Depuis les années 2000, plusieurs dizaines de cérémonies sont organisées annuellement pour les « âmes amères » (wŏnhon冤魂) des morts de la colonisation japonaise. En 1945, le Japon compte plusieurs milliers de dépouilles de Coréens, décédés dans le cadre de la mobilisation coloniale de main d’œuvre. Ces morts n’ayant pas pu être enterrés selon les normes coréennes, ils se trouvent en suspens : dans l’attente des rites nécessaires, éventuellement d’un rapatriement. Certaines dépouilles sont perdues, d’autres enterrées sommairement ou stockées sous forme de cendres dans diverses entreprises ou institutions japonaises. Dès la fin de la guerre, plusieurs acteurs se sont mobilisés pour prendre soin de ces morts, en particulier des moines bouddhistes Coréens ou Japonais. Après être longtemps restée l’affaire de quelques religieux et associations, la prise en charge de ces morts est devenue un enjeu de plus en plus important au sein des deux pays, mobilisant un nombre croissant d’associations, de militants, de familles et, plus récemment, des instances gouvernementales, au point de compter parmi les importants points de discorde entre gouvernements sud-coréens et japonais. Avec la variété des acteurs qui se sont engagés pour prendre soin de ces morts, ainsi qu’avec l’évolution des sociétés, ont émergé des interprétations parfois difficilement conciliables de ce soin. Aux crémations bouddhiques ont notamment succédé les impératifs de préservation des corps en vue d’expertises médico-légales et de la recherche de descendants.
☆ ☆ ☆ ☆
__Consigne__. Selon l'extrait, qu'est-ce qui a succédé aux crémations bouddhiques ?

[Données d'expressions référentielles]
☆ ☆ ☆ ☆
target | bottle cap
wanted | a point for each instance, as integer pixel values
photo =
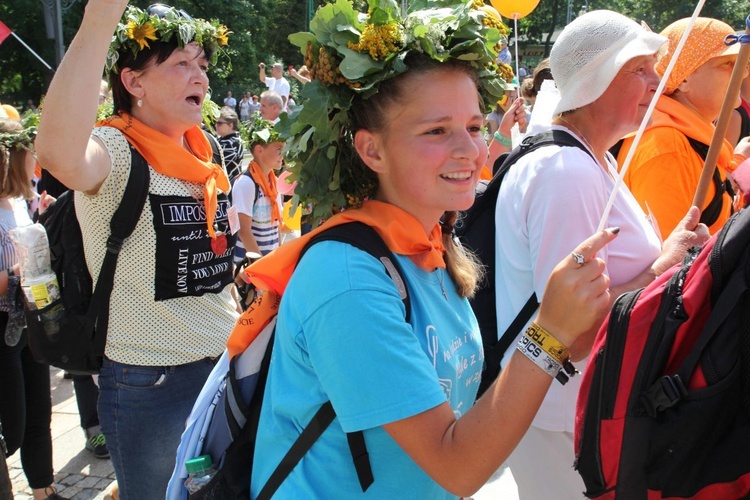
(198, 464)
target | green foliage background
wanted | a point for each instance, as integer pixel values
(261, 28)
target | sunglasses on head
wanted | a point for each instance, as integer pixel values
(162, 10)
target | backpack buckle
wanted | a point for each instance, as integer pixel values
(114, 244)
(665, 393)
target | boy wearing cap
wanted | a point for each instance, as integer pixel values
(668, 161)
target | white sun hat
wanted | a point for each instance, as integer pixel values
(590, 52)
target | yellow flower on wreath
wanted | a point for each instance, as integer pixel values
(141, 34)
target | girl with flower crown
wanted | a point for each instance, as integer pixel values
(341, 335)
(171, 310)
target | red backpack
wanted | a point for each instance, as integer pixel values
(663, 407)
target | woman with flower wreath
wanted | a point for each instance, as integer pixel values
(255, 194)
(415, 157)
(25, 407)
(171, 310)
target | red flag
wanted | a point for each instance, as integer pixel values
(4, 32)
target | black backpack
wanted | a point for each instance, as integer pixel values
(711, 213)
(71, 332)
(664, 405)
(475, 229)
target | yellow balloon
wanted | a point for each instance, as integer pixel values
(293, 222)
(515, 9)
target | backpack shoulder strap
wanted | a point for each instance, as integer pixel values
(494, 352)
(121, 226)
(711, 213)
(365, 238)
(745, 122)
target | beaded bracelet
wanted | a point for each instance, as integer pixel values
(547, 353)
(502, 139)
(549, 343)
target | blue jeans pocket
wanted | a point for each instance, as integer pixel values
(141, 377)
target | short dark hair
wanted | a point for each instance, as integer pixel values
(230, 116)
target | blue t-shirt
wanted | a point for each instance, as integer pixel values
(341, 335)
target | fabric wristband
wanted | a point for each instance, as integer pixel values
(547, 363)
(502, 139)
(548, 342)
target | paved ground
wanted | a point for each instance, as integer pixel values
(80, 476)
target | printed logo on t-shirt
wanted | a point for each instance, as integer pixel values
(186, 265)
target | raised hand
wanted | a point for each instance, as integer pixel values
(577, 297)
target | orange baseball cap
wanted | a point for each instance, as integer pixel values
(706, 41)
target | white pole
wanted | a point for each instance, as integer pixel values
(647, 117)
(515, 34)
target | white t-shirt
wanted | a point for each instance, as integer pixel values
(171, 302)
(245, 109)
(18, 216)
(280, 86)
(265, 231)
(550, 201)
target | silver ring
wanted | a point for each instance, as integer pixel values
(578, 258)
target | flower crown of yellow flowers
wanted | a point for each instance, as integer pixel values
(350, 53)
(161, 22)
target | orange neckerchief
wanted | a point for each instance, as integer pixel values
(402, 233)
(168, 158)
(267, 183)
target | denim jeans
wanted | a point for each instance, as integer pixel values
(142, 412)
(26, 409)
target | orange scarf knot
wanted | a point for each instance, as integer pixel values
(402, 233)
(267, 184)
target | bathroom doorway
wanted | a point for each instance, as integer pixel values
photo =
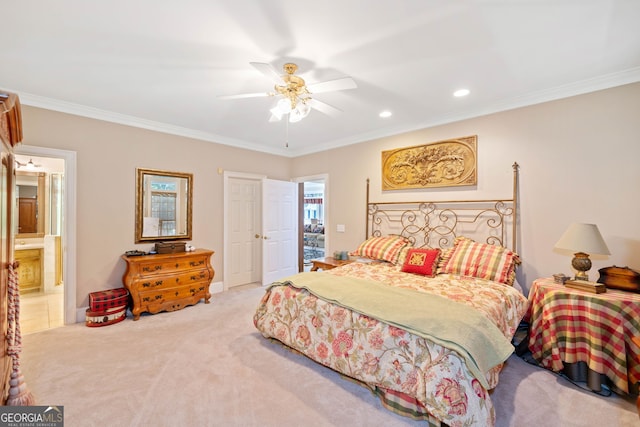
(41, 238)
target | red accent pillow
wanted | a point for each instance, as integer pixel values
(421, 261)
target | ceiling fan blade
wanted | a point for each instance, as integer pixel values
(244, 95)
(323, 107)
(268, 71)
(332, 85)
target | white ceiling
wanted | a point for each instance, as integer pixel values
(161, 64)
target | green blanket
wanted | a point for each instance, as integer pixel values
(448, 323)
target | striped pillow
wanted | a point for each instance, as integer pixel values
(385, 248)
(480, 260)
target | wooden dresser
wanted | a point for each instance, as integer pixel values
(168, 282)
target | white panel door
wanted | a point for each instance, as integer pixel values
(280, 230)
(244, 231)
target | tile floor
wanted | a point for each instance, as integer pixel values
(39, 312)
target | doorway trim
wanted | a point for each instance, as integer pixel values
(226, 259)
(69, 249)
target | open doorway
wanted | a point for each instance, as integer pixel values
(46, 247)
(313, 212)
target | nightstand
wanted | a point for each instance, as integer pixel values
(570, 327)
(328, 263)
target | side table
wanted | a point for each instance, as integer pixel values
(568, 326)
(328, 263)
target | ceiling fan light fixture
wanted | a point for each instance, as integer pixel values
(300, 112)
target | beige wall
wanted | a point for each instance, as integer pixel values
(578, 156)
(107, 156)
(579, 162)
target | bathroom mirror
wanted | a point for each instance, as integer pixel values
(30, 204)
(163, 205)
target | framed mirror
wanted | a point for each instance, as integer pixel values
(163, 205)
(30, 204)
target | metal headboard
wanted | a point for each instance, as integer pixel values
(437, 224)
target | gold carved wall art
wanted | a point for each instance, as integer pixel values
(448, 163)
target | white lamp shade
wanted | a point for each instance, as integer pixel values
(585, 238)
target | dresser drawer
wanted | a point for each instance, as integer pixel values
(168, 282)
(160, 296)
(171, 280)
(171, 265)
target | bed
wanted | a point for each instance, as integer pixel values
(425, 314)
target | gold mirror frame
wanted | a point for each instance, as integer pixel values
(141, 174)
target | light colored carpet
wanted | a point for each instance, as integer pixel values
(207, 365)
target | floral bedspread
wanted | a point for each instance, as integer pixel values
(386, 357)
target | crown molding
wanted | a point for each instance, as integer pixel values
(572, 89)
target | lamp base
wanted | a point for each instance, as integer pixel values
(582, 264)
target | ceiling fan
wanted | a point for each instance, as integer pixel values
(295, 95)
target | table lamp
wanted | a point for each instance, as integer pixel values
(583, 239)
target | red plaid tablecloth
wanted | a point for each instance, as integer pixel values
(568, 325)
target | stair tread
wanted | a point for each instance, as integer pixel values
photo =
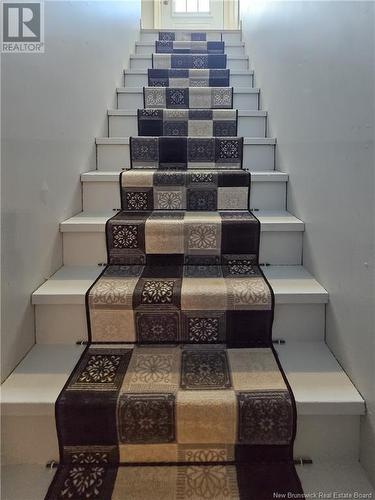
(270, 220)
(236, 90)
(227, 44)
(319, 384)
(291, 284)
(232, 72)
(125, 140)
(32, 481)
(104, 176)
(190, 30)
(133, 112)
(148, 56)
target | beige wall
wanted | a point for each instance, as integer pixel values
(53, 106)
(314, 62)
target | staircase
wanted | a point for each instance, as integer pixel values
(328, 405)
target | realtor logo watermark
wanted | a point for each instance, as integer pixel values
(23, 27)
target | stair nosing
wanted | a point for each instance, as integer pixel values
(108, 141)
(139, 90)
(74, 225)
(52, 291)
(20, 399)
(246, 72)
(107, 176)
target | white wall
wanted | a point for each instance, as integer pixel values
(53, 106)
(314, 62)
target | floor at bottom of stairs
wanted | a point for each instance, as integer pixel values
(319, 480)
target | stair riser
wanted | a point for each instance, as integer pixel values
(126, 126)
(32, 439)
(231, 51)
(210, 36)
(67, 323)
(89, 248)
(235, 80)
(143, 62)
(114, 157)
(99, 196)
(134, 100)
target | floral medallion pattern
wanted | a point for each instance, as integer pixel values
(206, 482)
(265, 417)
(152, 368)
(146, 418)
(111, 291)
(248, 292)
(169, 200)
(196, 77)
(157, 292)
(203, 330)
(202, 199)
(180, 320)
(157, 327)
(136, 200)
(202, 236)
(125, 236)
(202, 369)
(100, 368)
(83, 482)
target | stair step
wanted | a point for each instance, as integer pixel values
(228, 36)
(232, 49)
(95, 222)
(323, 393)
(138, 78)
(60, 312)
(144, 62)
(243, 98)
(124, 123)
(84, 238)
(31, 481)
(113, 153)
(101, 190)
(291, 284)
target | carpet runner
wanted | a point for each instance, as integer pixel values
(182, 36)
(188, 77)
(188, 98)
(206, 190)
(189, 61)
(182, 153)
(184, 122)
(179, 394)
(188, 47)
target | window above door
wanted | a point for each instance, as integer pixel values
(191, 7)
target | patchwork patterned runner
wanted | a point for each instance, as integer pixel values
(180, 395)
(202, 406)
(147, 190)
(188, 77)
(166, 302)
(190, 97)
(197, 61)
(181, 36)
(184, 47)
(183, 122)
(181, 153)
☆ ☆ ☆ ☆
__Corrigé__. Les impératifs de préservation des corps en vue d'expertises médico-légales et de la recherche de descendants.